▶ _Task prompt_
Needed from the entries below: every line that holds the word "engine".

[Region pointing data]
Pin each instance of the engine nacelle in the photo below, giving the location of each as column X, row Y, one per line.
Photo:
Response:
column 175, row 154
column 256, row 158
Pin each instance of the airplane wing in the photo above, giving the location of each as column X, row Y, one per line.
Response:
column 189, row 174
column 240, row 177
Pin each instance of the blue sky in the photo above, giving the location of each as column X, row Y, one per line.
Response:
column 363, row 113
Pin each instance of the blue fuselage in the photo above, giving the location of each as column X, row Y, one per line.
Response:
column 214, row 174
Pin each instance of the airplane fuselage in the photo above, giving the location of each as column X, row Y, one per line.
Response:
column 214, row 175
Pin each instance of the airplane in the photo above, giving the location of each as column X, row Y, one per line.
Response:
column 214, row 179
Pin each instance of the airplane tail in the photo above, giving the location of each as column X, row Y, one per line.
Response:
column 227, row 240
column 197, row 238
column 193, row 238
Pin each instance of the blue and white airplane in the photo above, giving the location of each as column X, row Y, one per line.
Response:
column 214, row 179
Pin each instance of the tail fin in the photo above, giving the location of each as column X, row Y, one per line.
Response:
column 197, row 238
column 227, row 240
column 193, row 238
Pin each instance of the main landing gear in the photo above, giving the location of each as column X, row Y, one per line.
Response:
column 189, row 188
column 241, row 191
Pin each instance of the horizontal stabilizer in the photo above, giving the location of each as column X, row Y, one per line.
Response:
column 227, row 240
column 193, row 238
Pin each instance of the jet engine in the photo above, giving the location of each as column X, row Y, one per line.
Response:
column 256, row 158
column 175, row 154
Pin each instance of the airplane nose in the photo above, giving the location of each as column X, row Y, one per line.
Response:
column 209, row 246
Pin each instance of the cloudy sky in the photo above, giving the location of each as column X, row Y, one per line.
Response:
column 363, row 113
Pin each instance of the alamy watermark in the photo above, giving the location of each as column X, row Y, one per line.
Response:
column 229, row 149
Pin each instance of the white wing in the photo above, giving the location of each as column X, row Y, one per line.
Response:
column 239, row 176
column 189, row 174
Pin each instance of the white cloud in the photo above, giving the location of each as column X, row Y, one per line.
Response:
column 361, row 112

▶ _Answer box_
Pin each instance of the engine nacelle in the photo below, giving the location of each as column X, row Y, one per line.
Pin each instance of the jet engine in the photo above, giving the location of each as column X, row Y, one per line.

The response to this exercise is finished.